(Input for this task Opens)

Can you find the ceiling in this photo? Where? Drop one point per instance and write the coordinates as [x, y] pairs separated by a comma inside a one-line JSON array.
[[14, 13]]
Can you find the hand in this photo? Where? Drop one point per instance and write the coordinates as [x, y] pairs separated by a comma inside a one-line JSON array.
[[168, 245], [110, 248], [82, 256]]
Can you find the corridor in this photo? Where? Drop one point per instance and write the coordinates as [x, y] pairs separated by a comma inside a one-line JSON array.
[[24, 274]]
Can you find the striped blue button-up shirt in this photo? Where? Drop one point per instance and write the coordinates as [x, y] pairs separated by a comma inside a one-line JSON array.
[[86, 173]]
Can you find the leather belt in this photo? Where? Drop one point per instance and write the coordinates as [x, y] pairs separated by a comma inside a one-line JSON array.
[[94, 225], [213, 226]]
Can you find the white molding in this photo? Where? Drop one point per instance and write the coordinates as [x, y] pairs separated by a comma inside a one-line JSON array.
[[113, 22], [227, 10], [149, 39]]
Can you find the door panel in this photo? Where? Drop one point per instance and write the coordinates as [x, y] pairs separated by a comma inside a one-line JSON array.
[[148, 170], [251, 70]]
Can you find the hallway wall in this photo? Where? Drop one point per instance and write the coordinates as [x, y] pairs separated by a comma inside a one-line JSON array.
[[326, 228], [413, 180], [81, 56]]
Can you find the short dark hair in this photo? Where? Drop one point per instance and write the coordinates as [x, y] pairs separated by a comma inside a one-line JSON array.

(Input for this task Closes)

◆ What is needed ◆
All of the material above should be transcribed exactly, with no line omitted.

◆ Your response ◆
Can you find the ceiling in this photo? Where? Drop one point per instance and write the coordinates as [x, y] pairs separated by a comma inside a one-line JSON array.
[[14, 13]]
Can you find the hand in this photo? Where? Drop one point per instance and write the coordinates as [x, y] pairs separated by a comma inside a one-line JSON array.
[[168, 245], [110, 248], [82, 256]]
Can you find the corridor in this photo? Where? Drop one point per instance and write the coordinates as [x, y] pairs separated by a comma inside a one-line JSON array.
[[24, 274]]
Can you find the striped blue button-up shirt in this photo? Where? Drop one point per instance and write the coordinates as [x, y] pairs separated by a comma inside a one-line JSON array.
[[86, 173]]
Can you find the leather belt in this photo? Where? Drop one point per instance and write the coordinates as [x, y] pairs separated by a comma inside a one-line JSON array.
[[94, 225], [213, 226]]
Can you find the white molding in this photo? Where? Drop one point per instance and write the coordinates as [x, y] pairs separated by a comma inside a one-line JSON array.
[[113, 22], [227, 10], [149, 39]]
Can you find the door panel in this photo? Where? Drop one point per instance and write the coordinates as [x, y] pairs separated by a comma inside a one-line JSON array.
[[148, 170], [251, 70]]
Can you find the hallway wall in this photo? Where? Drop one point per instance and write the coordinates as [x, y] pairs separated by a comma inside a one-line JSON array.
[[326, 228], [413, 180], [81, 56]]
Can you find the short dark hair in this photo? Where? Drop one point per instance and write the coordinates as [x, y] pairs separated by a comma inside a one-line JSON array.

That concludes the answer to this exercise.